Island Pacific Energy is a solar installation company and solar energy facility provider in the State of Hawaii.

History 
Island Pacific Energy was founded in 2007 as a solar energy provider. The original headquarters were located at the Manoa Innovation Center. In 2009, Island Pacific Energy moved their offices to the Foreign Trade Zone located at 521 Ala Moana Blvd in Honolulu, Hawaii.

As a solar energy provider, Island Pacific Energy owns, operates and maintains the photovoltaic systems on the roofs of commercial and non-profit entities and sells the clean renewable energy that is generated to the customer under long term power purchase agreements. This arrangement enables customers who cannot take advantage of the incentives (tax credits) to still reap the economic benefits of solar power. Island Pacific Energy was the first company to execute a power purchase agreement with a non-profit entity in the state of Hawaii.

In 2009, the company  expanded their offering to include the installation of photovoltaic systems for residential and commercial customers.

Island Pacific Energy currently operates a portfolio of solar energy facilities as well as actively installs photovoltaic systems for residential, commercial, non-profit and government entities.

Awards and achievements 
Island Pacific Energy has been the recipient of numerous awards and achievements.

Data records:
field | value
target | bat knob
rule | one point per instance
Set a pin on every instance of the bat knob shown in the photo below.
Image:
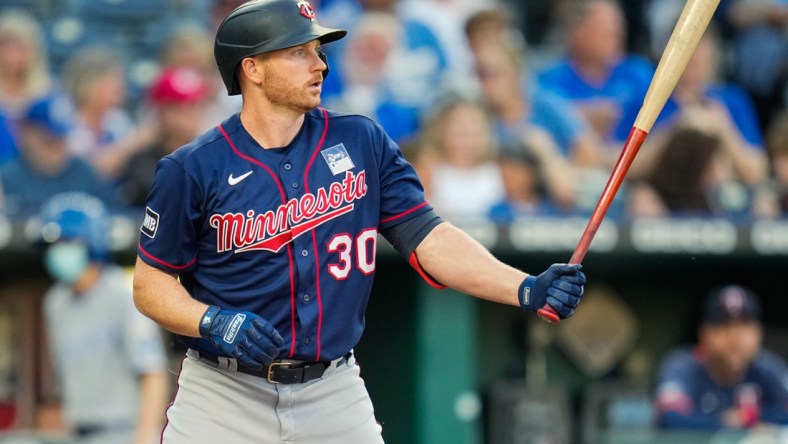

Objective:
Answer from the Island Pacific Energy text:
1. Where were the company's original headquarters?
2. At what address are the offices it moved to in 2009?
3. What did the company add to its offering in 2009?

Solved problem:
1. At the Manoa Innovation Center.
2. 521 Ala Moana Blvd in Honolulu, Hawaii, in the Foreign Trade Zone.
3. Installation of photovoltaic systems for residential and commercial customers.